**Passage provided**
%%
What is boggling is that these structures were built at all, and that their architects made a career of designing them. Harris, the writer of the popular blog Less Eminent Victorians, delves into this mystery, deducing what he can about the clients, lives, and motivations of these curious architects. By doing so, he gives us new insight into Victorian culture.
The book is full of characters with names like Sextus Hexagon Dyball and Clapton Crabbe Rolfe. It puts one in mind of seedy pubs, opium dens, and the Flashman novels.
Some of the buildings discussed truly feel astonishingly “off”, such as St George, Clapham, with its ceiling beams decorated with notches that, to me at least, evoke a giant yawning mouth full of sharp teeth. Many of the buildings, having for some reason been demolished, can only be illustrated with black-and-white prints in an Edward Gorey style.
%%
**Aim of the task**
Quote the passage about Victorian architects above word for word, starting at "The book is" and ending at "Edward Gorey style.".

**Dataset excerpts**
%%
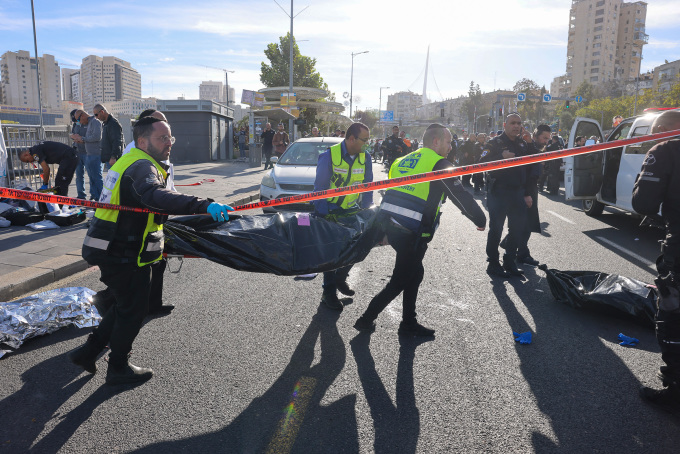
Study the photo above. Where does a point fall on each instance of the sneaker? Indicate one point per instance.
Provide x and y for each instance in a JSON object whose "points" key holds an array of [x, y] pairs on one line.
{"points": [[667, 399], [414, 329], [364, 325], [127, 374], [510, 267], [344, 288], [495, 269], [529, 260], [331, 300]]}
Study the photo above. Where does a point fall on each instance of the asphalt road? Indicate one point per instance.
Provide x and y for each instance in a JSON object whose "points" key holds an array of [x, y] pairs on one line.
{"points": [[252, 363]]}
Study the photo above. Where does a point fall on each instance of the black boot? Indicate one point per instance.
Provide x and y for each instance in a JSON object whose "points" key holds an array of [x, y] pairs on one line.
{"points": [[510, 266], [127, 373], [86, 356]]}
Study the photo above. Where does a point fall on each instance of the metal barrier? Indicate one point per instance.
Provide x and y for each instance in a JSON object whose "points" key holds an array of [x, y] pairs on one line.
{"points": [[22, 137]]}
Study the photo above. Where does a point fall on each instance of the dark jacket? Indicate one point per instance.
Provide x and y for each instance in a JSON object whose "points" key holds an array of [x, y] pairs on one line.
{"points": [[112, 143], [513, 177], [658, 185]]}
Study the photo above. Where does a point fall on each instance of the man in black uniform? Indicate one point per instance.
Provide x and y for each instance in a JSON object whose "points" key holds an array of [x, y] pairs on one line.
{"points": [[658, 184], [410, 216], [508, 196], [53, 153], [393, 147]]}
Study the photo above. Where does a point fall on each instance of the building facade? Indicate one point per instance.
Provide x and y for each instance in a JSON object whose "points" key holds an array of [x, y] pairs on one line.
{"points": [[107, 79], [604, 43], [18, 80]]}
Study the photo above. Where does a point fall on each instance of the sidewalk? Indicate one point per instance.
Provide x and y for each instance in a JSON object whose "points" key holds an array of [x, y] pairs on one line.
{"points": [[32, 259]]}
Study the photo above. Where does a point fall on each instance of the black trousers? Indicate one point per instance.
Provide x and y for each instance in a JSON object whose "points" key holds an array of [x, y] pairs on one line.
{"points": [[406, 277], [121, 323], [67, 167]]}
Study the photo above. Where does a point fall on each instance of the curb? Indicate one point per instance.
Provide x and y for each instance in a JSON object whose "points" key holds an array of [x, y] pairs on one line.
{"points": [[29, 279]]}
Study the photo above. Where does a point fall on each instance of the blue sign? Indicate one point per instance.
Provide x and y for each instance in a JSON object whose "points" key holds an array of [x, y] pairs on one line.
{"points": [[387, 115]]}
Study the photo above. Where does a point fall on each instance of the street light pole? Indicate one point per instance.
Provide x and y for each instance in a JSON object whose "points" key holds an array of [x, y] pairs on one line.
{"points": [[380, 104], [351, 81]]}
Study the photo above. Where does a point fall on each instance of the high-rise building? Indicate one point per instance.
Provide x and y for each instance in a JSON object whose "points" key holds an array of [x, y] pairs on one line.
{"points": [[604, 43], [216, 91], [107, 79], [18, 80]]}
%%
**Output of the exercise**
The book is full of characters with names like Sextus Hexagon Dyball and Clapton Crabbe Rolfe. It puts one in mind of seedy pubs, opium dens, and the Flashman novels.
Some of the buildings discussed truly feel astonishingly “off”, such as St George, Clapham, with its ceiling beams decorated with notches that, to me at least, evoke a giant yawning mouth full of sharp teeth. Many of the buildings, having for some reason been demolished, can only be illustrated with black-and-white prints in an Edward Gorey style.